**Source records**
_ _ _ _ _ _ _

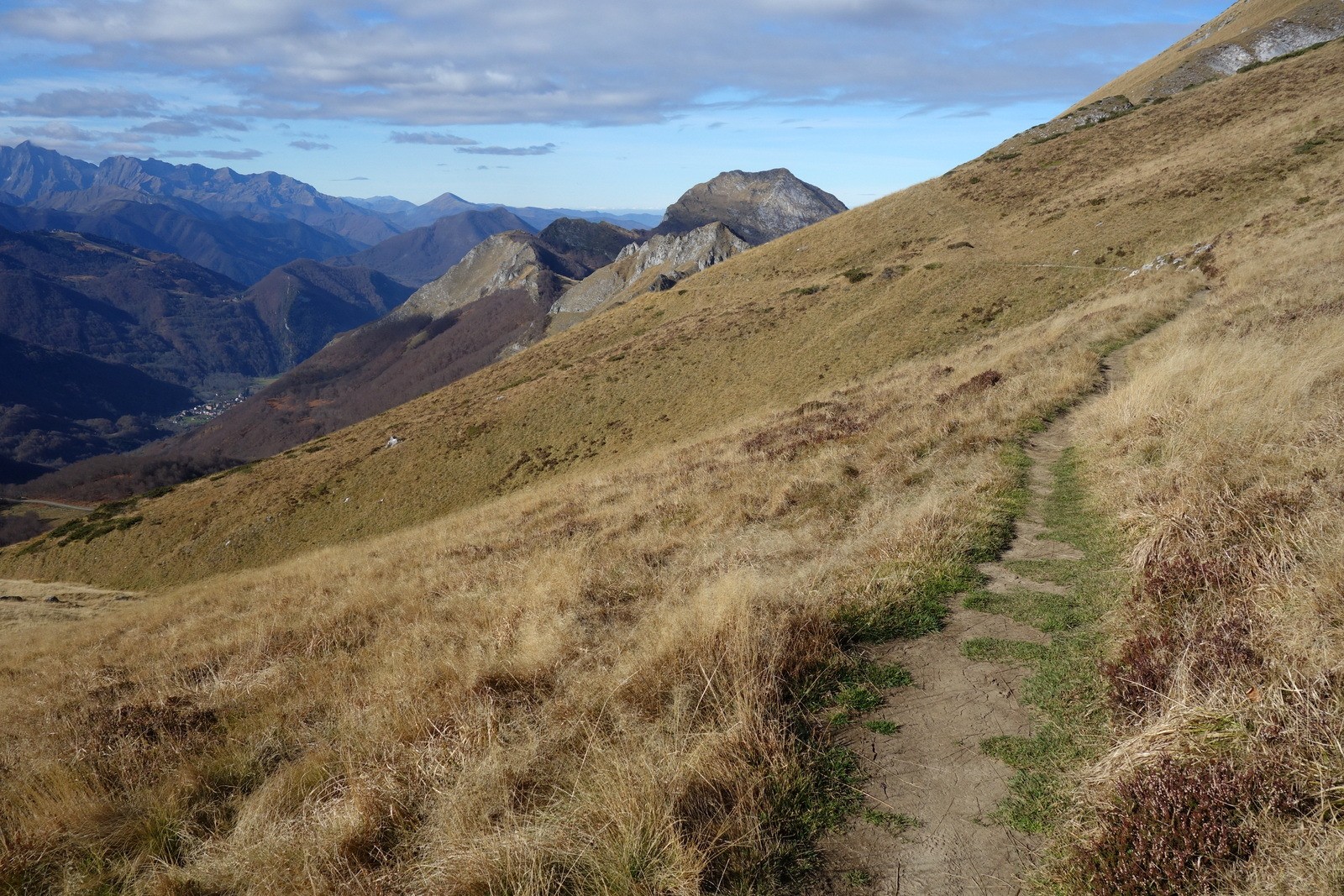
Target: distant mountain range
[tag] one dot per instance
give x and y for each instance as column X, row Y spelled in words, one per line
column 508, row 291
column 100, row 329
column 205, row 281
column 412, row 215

_ _ _ _ _ _ _

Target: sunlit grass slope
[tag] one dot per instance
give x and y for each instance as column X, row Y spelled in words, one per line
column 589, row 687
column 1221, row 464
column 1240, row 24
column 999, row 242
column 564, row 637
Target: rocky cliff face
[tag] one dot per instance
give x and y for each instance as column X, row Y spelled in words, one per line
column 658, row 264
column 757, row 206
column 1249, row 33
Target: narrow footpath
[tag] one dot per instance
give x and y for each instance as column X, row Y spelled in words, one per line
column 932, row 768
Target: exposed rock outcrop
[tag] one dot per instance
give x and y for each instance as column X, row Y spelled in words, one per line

_ _ _ _ _ _ _

**Exercise aim**
State the number of lines in the preceding data that contain the word "Target", and nothing besides.

**Exercise result**
5